» Your task
State how many of the lines below contain the word "cushion". Give only the number.
— Start of Data shown —
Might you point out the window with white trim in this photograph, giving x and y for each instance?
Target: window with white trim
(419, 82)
— End of Data shown —
— Start of Data shown —
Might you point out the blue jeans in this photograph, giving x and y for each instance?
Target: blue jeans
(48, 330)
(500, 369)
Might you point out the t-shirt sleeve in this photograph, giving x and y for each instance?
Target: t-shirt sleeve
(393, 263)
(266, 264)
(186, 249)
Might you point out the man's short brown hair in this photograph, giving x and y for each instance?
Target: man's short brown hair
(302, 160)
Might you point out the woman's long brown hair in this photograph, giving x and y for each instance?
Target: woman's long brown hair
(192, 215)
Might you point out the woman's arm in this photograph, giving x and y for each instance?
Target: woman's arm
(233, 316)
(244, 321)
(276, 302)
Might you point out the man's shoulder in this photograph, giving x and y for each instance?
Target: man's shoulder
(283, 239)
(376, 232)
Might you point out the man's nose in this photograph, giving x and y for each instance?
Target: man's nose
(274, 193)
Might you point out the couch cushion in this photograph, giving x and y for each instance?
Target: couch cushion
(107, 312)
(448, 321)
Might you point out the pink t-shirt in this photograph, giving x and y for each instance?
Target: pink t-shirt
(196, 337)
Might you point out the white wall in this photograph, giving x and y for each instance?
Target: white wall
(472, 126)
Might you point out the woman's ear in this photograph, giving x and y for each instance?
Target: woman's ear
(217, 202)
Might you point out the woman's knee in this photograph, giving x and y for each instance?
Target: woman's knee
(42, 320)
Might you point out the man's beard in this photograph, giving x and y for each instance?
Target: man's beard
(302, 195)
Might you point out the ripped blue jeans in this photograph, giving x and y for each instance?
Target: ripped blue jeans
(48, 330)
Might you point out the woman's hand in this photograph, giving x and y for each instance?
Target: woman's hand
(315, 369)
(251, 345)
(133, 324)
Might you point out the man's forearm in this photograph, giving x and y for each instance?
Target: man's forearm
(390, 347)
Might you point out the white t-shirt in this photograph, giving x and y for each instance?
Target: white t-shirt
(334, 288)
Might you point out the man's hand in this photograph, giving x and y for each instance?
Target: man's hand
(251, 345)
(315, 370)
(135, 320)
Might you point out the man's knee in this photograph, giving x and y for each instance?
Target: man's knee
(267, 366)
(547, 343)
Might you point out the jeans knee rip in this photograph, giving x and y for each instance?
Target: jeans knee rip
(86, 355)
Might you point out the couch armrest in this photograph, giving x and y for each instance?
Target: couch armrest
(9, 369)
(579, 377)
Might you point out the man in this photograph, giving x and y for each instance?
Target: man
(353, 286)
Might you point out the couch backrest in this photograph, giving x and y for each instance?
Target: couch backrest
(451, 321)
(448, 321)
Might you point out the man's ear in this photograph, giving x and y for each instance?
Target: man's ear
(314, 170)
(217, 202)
— End of Data shown —
» Result below
2